§ **Work to do**
Write out every record in full, exactly as written, please.

----- Source material

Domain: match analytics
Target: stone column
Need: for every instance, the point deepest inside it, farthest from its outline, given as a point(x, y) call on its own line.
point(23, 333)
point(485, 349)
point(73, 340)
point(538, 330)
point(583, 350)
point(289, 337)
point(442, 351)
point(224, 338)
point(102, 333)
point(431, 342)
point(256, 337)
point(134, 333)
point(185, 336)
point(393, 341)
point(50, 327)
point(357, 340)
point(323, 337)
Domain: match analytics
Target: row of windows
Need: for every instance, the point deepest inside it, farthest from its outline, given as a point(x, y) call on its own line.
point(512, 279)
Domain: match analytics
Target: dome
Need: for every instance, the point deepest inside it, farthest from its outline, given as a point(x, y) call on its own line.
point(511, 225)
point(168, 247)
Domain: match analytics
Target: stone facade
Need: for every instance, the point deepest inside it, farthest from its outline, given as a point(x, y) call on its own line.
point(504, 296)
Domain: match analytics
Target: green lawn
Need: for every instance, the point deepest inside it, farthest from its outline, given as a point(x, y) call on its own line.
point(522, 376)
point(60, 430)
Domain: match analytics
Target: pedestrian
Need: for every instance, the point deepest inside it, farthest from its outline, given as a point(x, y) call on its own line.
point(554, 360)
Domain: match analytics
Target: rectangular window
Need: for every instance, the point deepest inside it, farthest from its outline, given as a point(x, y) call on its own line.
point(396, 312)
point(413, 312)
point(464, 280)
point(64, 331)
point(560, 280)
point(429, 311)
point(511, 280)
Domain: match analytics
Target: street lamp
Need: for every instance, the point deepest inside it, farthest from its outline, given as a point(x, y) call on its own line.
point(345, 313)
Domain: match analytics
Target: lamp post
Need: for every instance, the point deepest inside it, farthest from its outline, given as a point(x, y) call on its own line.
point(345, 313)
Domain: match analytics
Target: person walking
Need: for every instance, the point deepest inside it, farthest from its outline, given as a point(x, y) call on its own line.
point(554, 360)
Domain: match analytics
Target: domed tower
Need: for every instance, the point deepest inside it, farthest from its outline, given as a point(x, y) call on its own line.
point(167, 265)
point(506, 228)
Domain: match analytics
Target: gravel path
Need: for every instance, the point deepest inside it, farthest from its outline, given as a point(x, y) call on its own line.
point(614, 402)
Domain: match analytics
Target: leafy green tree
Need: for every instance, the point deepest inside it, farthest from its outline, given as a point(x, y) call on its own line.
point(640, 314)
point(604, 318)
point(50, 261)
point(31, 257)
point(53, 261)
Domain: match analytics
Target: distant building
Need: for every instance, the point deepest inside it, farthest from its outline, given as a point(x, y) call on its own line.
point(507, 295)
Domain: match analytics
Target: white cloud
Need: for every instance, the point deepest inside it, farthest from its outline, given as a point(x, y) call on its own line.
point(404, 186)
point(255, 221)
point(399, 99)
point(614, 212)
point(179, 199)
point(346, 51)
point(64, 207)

----------

§ **Task response**
Domain: match analytics
Target: stone column
Need: for every instance, the point deepest inside it, farthest from its outline, given as a point(x, y) call on its own line.
point(23, 333)
point(485, 349)
point(73, 340)
point(538, 330)
point(583, 350)
point(289, 337)
point(442, 351)
point(224, 338)
point(102, 333)
point(431, 342)
point(256, 337)
point(134, 333)
point(185, 336)
point(393, 341)
point(50, 327)
point(357, 340)
point(323, 337)
Domain: match analytics
Target: row of windows
Need: for every instance, the point deepest inside it, farthest from its outline, given as a point(x, y) call on its own line.
point(512, 279)
Domain: match analytics
Target: dome
Need: for every instance, the point deepest inside it, farthest from its outline, given as a point(x, y) call on its own line.
point(511, 225)
point(168, 247)
Domain: match analytics
Target: stone facade
Need: for every instance, the point deepest inside it, farthest from its outline, given as a point(x, y) call on its own line.
point(504, 296)
Domain: match analytics
Target: green lawn
Need: for every instance, the point deepest inside it, farthest from its outline, given as a point(x, y) call on its own line.
point(522, 376)
point(60, 430)
Domain: match analytics
Target: pedestrian
Need: for every instance, the point deepest inside it, farthest from its outline, given as a point(x, y) call on its own line.
point(554, 360)
Domain: match analytics
Target: rectangular window
Need: for every instance, the point deepest inside it, farthest from its outline, given as a point(x, y) call on its own line.
point(396, 312)
point(413, 312)
point(464, 280)
point(64, 331)
point(560, 280)
point(429, 311)
point(511, 280)
Domain: match analytics
Target: street lamp
Need: for every instance, the point deepest inside it, farthest from its outline, given as a point(x, y) call on its own line.
point(345, 313)
Domain: match analytics
Target: lamp post
Need: for every instance, the point deepest inside it, farthest from its outline, given as a point(x, y) call on its own line.
point(345, 313)
Domain: match analytics
Target: person walking
Need: for every instance, the point deepest inside it, farthest from its outline, given as a point(x, y) call on its own line.
point(554, 360)
Domain: match analytics
Target: domed tower
Need: for every instance, the point deepest inside it, farthest from its outline, given as a point(x, y) call on its own line.
point(167, 265)
point(506, 228)
Domain: match analytics
Target: gravel path
Need: for every instance, the point deepest inside it, farthest from its outline, given as a point(x, y) call on its own line.
point(614, 402)
Domain: match analytics
Target: leafy green tree
Need: for every instance, the point deepest inside it, farthest from its outline, given as a point(x, y) call on its own line.
point(640, 314)
point(604, 318)
point(50, 261)
point(31, 257)
point(53, 261)
Domain: match analytics
Target: distant building
Need: for every instance, the point deepest inside it, farthest from its outline, given as a point(x, y) call on its own line.
point(507, 295)
Domain: match analytics
Target: white cloud
Need: for every instance, the point deepest inside it, farthest from its outline, given as a point(x, y) call on its own line.
point(404, 186)
point(255, 221)
point(399, 99)
point(614, 212)
point(179, 199)
point(346, 51)
point(64, 207)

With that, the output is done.